Пелевин и несвобода. Поэтика, политика, метафизика - Софья Хаги
Шрифт:
Интервал:
Композиция книги
В построении книги я руководствовалась не хронологическим принципом, поэтому открывается она анализом «Generation „П“» – ключевого пелевинского романа рубежа веков, где обозначены диагнозы, которые писатель ставит обществу и культуре. Если в первой и второй главах предметом пристального анализа становится именно этот текст, в третьей и всех последующих главах я рассматриваю ряд текстов, где наиболее ярко отражены те или иные темы. В книге четыре части: «Антиутопия техноконсюмеризма» (главы 1–2), «Постгуманизм» (главы 3–4), «История» (главы 5–6), «Интертекст и ирония» (главы 7–8). Поскольку я анализирую произведения Пелевина по тематическому принципу, к некоторым фрагментам книг необходимо обращаться повторно, чтобы продемонстрировать разные их грани.

---+---

- **Задание 1**
Определите, соответствуют ли отрывку о композиции книги три утверждения: (а) первая и вторая главы посвящены анализу одного и того же текста; (б) материал в книге расположен в хронологическом порядке; (в) книга состоит из пяти частей. Ответьте «да» или «нет» и подтвердите каждый ответ точной цитатой из отрывка.
- **Задание 2**
Продолжите отрывок о композиции книги, начав сразу после его последнего предложения.

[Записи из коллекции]
---+---

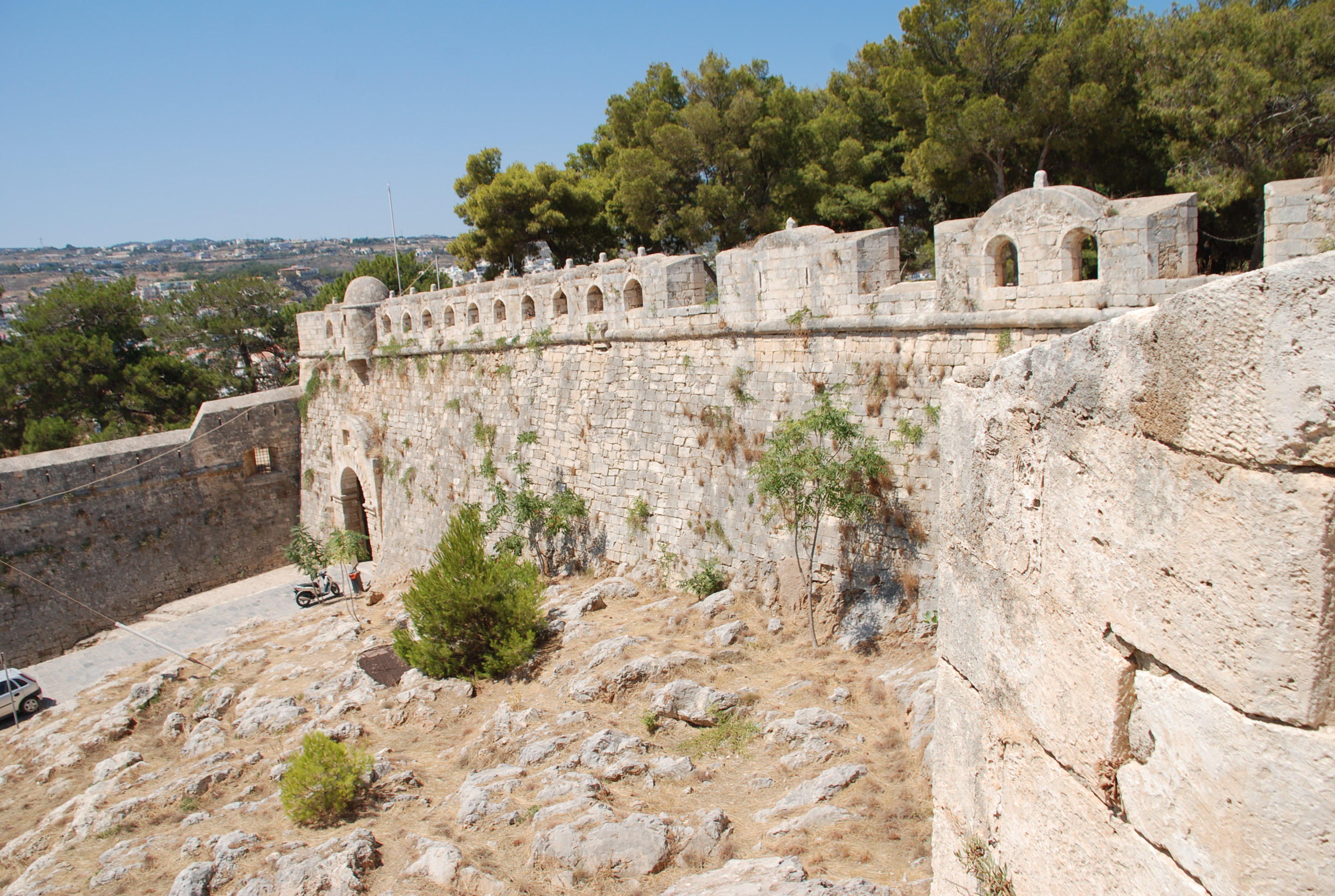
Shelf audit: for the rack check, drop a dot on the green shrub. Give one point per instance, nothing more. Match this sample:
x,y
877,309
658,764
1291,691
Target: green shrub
x,y
324,782
638,517
474,613
707,580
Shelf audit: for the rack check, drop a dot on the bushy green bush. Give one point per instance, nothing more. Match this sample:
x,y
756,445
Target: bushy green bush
x,y
324,782
474,613
707,580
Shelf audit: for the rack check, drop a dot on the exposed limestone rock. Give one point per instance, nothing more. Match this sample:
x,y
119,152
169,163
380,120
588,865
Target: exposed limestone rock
x,y
609,649
205,737
114,766
725,635
215,703
443,863
486,792
538,751
194,880
174,725
817,790
334,868
701,846
267,713
609,746
614,588
1239,822
713,605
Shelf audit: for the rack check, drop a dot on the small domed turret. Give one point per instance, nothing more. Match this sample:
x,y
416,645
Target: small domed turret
x,y
365,290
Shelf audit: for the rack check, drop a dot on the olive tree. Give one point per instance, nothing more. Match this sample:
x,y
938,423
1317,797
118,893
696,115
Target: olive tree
x,y
819,465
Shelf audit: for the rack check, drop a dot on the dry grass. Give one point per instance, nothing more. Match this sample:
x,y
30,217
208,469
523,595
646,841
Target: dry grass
x,y
893,799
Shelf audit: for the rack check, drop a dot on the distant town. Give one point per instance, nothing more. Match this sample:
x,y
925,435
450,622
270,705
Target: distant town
x,y
170,266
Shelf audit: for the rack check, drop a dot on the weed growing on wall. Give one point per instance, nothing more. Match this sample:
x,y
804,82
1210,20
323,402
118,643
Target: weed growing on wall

---+---

- **Ответ 1**
(а) Да: «в первой и второй главах предметом пристального анализа становится именно этот текст».
(б) Нет: «я руководствовалась не хронологическим принципом».
(в) Нет: «В книге четыре части».

- **Ответ 2**
В первой главе, «После падения», роман «Generation „П“» помещен в мировую традицию антиутопии. Я покажу, что текст Пелевина ближе всего к модели, заданной Олдосом Хаксли в романе «О дивный новый мир» (Brave New World, 1932), где тотального контроля над обществом удается достичь, щедро снабжая население продуктами массовой культуры, выполняющими функцию социального программирования. Я сопоставляю нарисованную Пелевиным картину технологического потребления с западной критикой постиндустриального капитализма середины – конца ХX века, прежде всего с концепциями одномерного человека и репрессивной толерантности, предложенными Гербертом Маркузе, а также постструктуралистскими теориями симуляции и гиперреальности в духе Бодрийяра. В романе Пелевин высмеивает влияние западного консюмеризма на Россию начала постсоветской эпохи, когда на смену советской власти пришел режим мирового капитала. Я продемонстрирую, как «Generation „П“» переосмысляет классические черты антиутопии (в том числе восходящие к Хаксли): антиутопия самовоспроизводится, отвергая спасительные свойства искусства и эроса и загоняя все население в социальный тупик.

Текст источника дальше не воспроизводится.